PROBLEM 1:
Answer these questions from the passage on the World Bank and public goods, one line each:
(a) What former post is given for Raghuram Rajan?
(b) Which global public goods are cited as major contributions to development?
(c) Which middle income countries are named as possible contributors to a new institution?
PROBLEM 2: According to the passage on the World Bank and public goods, why should the Bank be reoriented toward global public goods? Answer in one to three sentences.

Focusing the World Bank on public goods

Arvind Subramanian says we should reorient the World Bank towards public goods:

It is awfully hard to find evidence that traditional World Bank–type aid works. In a series of papers, Raghuram Rajan, former chief economist of the IMF, and I were unable to find any positive effects of aid on long-run growth but did find evidence consistent with some of the negative effects of aid in depressing manufacturing exports and worsening domestic institutions.

On the other hand, it is widely accepted that some of the biggest contributions to development have come from global public goods such as the green revolution and medical breakthroughs, especially related to the development of antibiotics and vaccines…

India should rather put forward a new vision for the World Bank, with a central focus on global public goods, a point also emphasized and elaborated by Devesh Kapur, the author of the definitive history of the Bank. Nancy Birdsall of the Center for Global Development and I have argued that the governance structure for global public good activities should be quite different from current arrangements. This could be the thin end of the wedge for perhaps eventually breaking up the World Bank into two institutions: first, an aid agency devoted to traditional lending activities that could continue to be dominated by the G-7; and second, a new institution that focuses more on the creation of global public goods, one in which middle income countries such as India, China, and Brazil could start making greater financial contributions and, in return, obtain commensurate power and influence.

RECORD EXTRACTS:
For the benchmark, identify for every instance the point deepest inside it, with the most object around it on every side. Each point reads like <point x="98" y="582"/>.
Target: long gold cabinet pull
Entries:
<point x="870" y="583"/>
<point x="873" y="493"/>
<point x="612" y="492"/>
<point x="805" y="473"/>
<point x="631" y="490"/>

RESPONSE BOX 1:
(a) Former chief economist of the IMF.
(b) The green revolution and medical breakthroughs, especially those related to the development of antibiotics and vaccines.
(c) India, China, and Brazil.

RESPONSE BOX 2: Evidence that traditional World Bank–type aid works is hard to find: Rajan and Subramanian found no positive effects of aid on long-run growth, and they found evidence of negative effects on manufacturing exports and domestic institutions. In contrast, it is widely accepted that some of the biggest contributions to development have come from global public goods such as the green revolution and medical breakthroughs.